> _Given request a_:
Answer these questions from the fold-and-dock notes, one answer a line, marked the same way:
(i) What file does the protocol produce together with a scorefile?
(ii) How many of the lowest energy models should be clustered when there is no reference structure?
(iii) What value is given with the -rg_reweight flag?

The following flags have been succesfull in repeating the result of the fold-and-dock benchmark in the original paper and is a good starting point.

-run:protocol broker
-broker:setup
-nstruct
-out:file:scorefile
-database
-file:frag3
-file:frag9
-in:file:fasta
-symmetry:symmetry_definition
-out:file:silent
-out:file:silent_struct_type binary
-relax:fast
-relax:jump_move
-symmetry:initialize_rigid_body_dofs
-fold_and_dock::rotate_anchor_to_x // May even be a required flag...
-evaluation:rmsd_target
-evaluation:rmsd_column
-evaluation:symmetric_rmsd
-rg_reweight 0.001 // Rewight the rg scoring term. For extended structures like coiled-coils this is crucial. For global structures perhaps not as beneficial.
-rigid_body_cycles 1 // Works in conjuction with rigid_body_disable_mc
-abinitio::recover_low_in_stages 0 // The lowest energy structure is not always selected after each stage.
This prevents overoptimization of low-resolution energy but may not be optimal for all cases.
-rigid_body_frequency 5
-rigid_body_disable_mc  //  Makes sure that the rigid body moves are accepted by the same Monte Carlo process as the fragment sampling.
This prevents overoptimization of low-resolution energy but may not be optimal for all cases.
-run:reinitialize_mover_for_each_job

# Expected Outputs

The protocol produces a silent file together with a scorefile. The normal exit status of the protocol is coming from the jd2 job distributor, with message like "You'll see the jd2 x jobs completed in y seconds message if successfully completed". If you run with pdb output there will be additional pdb structures outputted: before_repack.pdb, init_dofs.pdb etc. They are generated by the general fragment sampling protocol in rosetta, which is called by fold-and-dock, as debug output. Do not use pdb output for production runs.

# Post Processing

The same procedures used for regular abinitio are used for fold-and-dock. If you have a native reference generate a score vs rmsd plot and lock for a funnel. Without reference structure cluster the 200-400 lowest energy models using the cluster app (for some cases you may want to calculate a symmetric rms during clutering. Add -symmetry:symmetric_rmsd as an option to the cluster app).

> _Given request b_: Rewrite the rows from the line with "[mark] the dense" up to and including the last line of the rows, putting "green lawn" in place of "green grass lawn" and leaving everything else unchanged. Give only those lines.

> _Provided records_:
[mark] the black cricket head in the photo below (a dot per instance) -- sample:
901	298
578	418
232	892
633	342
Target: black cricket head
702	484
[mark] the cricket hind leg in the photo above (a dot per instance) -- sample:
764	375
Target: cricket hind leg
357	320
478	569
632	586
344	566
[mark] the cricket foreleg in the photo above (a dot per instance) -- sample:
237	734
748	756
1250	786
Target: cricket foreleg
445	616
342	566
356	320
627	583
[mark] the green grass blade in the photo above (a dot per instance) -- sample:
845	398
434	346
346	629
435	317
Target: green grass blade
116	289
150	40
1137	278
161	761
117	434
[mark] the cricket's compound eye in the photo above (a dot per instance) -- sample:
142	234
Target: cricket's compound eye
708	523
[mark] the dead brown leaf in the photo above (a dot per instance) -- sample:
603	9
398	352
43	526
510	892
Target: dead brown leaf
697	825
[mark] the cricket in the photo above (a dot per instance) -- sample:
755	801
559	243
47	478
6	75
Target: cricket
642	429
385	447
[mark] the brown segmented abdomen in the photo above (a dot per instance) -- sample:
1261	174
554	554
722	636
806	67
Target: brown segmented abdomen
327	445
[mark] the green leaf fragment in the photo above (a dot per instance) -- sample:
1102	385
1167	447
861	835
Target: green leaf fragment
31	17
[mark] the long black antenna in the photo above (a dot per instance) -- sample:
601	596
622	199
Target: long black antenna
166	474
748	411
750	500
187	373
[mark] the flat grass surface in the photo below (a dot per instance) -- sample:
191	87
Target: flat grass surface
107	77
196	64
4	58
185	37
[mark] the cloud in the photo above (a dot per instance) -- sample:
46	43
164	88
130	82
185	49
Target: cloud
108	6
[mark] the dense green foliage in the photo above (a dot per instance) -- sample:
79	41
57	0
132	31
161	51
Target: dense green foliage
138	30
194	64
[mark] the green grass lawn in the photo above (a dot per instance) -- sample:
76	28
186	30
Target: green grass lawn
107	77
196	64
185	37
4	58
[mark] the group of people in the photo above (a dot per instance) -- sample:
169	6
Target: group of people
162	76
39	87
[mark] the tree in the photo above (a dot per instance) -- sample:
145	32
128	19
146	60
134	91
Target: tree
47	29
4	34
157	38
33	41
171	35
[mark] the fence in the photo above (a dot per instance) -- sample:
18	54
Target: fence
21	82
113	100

> _Finished answer a_:
(i) A silent file.
(ii) The 200-400 lowest energy models.
(iii) 0.001

> _Finished answer b_:
[mark] the dense green foliage in the photo above (a dot per instance) -- sample:
79	41
57	0
132	31
161	51
Target: dense green foliage
138	30
194	64
[mark] the green lawn in the photo above (a dot per instance) -- sample:
76	28
186	30
Target: green lawn
107	77
196	64
185	37
4	58
[mark] the group of people in the photo above (a dot per instance) -- sample:
169	6
Target: group of people
162	76
39	87
[mark] the tree in the photo above (a dot per instance) -- sample:
145	32
128	19
146	60
134	91
Target: tree
47	29
4	34
157	38
33	41
171	35
[mark] the fence in the photo above (a dot per instance) -- sample:
18	54
Target: fence
21	82
113	100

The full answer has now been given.